** begin EXCERPTED DATA **

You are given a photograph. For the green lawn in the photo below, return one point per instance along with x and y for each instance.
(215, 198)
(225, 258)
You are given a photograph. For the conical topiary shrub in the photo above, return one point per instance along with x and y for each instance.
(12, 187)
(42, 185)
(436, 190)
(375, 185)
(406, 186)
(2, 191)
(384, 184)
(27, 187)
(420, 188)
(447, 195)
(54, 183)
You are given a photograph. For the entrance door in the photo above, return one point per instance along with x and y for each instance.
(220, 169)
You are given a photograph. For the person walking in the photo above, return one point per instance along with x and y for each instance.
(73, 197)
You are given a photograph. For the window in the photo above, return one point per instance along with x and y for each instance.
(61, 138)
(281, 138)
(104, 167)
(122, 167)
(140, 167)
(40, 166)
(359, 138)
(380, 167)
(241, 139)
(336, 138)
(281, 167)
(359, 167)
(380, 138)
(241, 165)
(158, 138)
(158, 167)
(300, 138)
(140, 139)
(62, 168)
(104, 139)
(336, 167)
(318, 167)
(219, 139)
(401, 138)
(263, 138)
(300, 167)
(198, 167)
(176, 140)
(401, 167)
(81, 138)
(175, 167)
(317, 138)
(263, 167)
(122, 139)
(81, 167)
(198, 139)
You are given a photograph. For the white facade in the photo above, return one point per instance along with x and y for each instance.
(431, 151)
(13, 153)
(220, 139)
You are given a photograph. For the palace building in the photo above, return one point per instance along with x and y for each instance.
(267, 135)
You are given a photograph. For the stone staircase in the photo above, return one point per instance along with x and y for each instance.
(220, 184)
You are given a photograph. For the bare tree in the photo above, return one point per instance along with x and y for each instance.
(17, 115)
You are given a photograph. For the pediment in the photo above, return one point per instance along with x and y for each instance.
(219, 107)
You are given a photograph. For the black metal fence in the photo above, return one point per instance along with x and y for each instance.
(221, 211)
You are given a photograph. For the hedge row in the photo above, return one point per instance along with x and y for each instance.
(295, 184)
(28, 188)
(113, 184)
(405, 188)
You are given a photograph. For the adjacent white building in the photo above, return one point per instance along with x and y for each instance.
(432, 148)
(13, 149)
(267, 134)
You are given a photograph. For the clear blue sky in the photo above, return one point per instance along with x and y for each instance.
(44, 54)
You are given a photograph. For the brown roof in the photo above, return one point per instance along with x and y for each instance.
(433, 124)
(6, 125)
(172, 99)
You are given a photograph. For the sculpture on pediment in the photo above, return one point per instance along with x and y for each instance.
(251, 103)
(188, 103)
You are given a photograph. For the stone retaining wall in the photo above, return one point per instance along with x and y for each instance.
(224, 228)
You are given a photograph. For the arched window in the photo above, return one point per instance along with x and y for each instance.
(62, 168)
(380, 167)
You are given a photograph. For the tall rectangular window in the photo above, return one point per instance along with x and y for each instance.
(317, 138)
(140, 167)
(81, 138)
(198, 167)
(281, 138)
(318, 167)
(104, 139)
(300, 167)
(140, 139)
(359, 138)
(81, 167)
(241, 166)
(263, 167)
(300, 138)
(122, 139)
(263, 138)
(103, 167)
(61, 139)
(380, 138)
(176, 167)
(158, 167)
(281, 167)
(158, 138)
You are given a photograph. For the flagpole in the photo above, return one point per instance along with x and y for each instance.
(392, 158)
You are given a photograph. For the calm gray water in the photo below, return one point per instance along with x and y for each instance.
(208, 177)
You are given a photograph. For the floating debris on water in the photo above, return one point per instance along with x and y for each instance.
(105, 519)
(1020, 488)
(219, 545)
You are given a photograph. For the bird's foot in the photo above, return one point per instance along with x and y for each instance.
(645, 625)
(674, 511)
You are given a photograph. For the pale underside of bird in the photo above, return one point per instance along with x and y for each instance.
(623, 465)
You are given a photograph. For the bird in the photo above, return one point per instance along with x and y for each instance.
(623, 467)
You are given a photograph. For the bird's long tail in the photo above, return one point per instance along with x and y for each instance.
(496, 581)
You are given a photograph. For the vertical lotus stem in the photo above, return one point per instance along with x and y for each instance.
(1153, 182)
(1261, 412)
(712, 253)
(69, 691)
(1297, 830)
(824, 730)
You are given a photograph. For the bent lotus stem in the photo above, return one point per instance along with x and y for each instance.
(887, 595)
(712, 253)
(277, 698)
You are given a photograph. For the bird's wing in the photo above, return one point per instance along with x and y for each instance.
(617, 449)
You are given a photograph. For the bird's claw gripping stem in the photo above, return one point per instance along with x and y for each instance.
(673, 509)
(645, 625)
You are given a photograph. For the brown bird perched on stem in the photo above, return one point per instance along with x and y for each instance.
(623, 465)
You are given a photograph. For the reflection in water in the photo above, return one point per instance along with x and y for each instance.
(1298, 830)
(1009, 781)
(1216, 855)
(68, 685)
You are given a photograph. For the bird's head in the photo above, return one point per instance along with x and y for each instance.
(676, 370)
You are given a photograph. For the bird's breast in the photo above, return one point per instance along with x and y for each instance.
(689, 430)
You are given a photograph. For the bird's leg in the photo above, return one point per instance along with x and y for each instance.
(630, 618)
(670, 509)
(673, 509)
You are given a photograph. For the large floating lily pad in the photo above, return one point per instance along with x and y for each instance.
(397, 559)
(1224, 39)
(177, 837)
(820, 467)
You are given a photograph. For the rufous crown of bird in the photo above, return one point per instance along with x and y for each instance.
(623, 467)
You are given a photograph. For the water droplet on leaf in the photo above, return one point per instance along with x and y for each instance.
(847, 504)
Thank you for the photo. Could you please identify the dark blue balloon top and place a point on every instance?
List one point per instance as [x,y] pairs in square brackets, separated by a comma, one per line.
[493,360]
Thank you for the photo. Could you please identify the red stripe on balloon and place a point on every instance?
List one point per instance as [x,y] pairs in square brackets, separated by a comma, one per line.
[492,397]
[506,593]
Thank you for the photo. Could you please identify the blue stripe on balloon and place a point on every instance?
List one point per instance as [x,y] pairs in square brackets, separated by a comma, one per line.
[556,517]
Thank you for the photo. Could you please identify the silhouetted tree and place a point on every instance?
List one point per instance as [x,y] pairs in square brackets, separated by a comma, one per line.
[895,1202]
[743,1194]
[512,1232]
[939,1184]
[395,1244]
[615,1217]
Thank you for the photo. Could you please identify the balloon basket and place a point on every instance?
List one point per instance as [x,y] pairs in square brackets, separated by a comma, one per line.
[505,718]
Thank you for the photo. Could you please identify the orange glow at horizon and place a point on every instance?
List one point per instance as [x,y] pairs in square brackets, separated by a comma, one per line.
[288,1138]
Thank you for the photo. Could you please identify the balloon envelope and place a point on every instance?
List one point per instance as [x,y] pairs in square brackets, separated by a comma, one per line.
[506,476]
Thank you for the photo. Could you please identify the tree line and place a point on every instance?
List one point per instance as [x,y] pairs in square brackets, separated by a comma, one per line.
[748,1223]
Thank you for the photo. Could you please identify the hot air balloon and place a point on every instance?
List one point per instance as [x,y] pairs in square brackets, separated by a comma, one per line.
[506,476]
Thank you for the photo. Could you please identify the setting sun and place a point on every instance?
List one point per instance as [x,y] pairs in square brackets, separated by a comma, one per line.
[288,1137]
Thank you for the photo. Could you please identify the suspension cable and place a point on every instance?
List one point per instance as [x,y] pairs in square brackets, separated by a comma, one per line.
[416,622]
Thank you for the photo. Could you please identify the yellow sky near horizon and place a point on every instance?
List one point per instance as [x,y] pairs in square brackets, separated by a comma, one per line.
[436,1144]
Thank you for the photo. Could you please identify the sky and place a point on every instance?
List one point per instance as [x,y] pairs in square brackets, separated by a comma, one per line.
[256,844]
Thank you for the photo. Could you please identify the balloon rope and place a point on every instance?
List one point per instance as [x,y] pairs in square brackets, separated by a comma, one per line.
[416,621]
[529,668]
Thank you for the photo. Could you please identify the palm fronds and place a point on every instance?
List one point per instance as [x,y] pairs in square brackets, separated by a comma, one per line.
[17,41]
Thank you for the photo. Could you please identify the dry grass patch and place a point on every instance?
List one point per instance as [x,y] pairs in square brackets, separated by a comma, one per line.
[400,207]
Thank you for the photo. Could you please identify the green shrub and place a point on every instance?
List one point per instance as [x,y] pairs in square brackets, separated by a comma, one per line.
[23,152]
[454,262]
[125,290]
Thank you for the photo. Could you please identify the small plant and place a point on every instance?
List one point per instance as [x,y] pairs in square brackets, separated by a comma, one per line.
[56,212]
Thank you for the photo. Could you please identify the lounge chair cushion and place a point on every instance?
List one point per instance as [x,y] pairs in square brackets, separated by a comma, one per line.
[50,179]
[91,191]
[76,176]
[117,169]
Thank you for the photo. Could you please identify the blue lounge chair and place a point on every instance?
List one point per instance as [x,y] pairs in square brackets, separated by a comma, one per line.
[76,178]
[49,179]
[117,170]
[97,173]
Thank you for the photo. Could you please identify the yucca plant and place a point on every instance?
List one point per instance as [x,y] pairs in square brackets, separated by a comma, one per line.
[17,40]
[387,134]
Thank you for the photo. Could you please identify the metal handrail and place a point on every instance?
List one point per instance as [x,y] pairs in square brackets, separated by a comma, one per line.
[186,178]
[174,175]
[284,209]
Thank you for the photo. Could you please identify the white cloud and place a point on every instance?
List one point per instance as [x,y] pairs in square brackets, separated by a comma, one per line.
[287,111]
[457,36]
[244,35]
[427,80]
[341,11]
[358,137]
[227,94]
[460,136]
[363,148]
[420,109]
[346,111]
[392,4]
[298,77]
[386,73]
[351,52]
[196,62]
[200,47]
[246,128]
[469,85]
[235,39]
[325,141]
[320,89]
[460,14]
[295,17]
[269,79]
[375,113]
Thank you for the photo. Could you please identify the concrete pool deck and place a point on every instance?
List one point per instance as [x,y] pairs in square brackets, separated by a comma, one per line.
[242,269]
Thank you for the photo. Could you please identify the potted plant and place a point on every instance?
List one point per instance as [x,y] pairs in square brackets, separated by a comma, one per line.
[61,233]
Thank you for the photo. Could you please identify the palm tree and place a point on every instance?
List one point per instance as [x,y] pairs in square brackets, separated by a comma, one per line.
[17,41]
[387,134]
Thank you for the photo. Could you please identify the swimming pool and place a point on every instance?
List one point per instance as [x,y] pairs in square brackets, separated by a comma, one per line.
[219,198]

** end EXCERPTED DATA **

Update the stretch from the line containing "Thank you for the photo. Could you please identify the potted" through the end of the records so that "potted plant" becomes "houseplant", with everything else left unchanged.

● **PROBLEM SOLUTION**
Thank you for the photo. Could you please identify the houseplant and place a point on every instance?
List one point per instance as [x,y] pairs in square brackets, separated by a comma, one per line.
[61,233]
Thank you for the photo. Could you please identify the palm tree and place a point on every instance?
List one point per instance as [x,y] pairs in square brackets, separated by a comma, one per line.
[17,41]
[387,134]
Thank you for the photo. Could you please identify the swimming pool and place a point on every instance?
List one point per instance as [x,y] pairs in square brackets, separated by a comma, one per line.
[219,198]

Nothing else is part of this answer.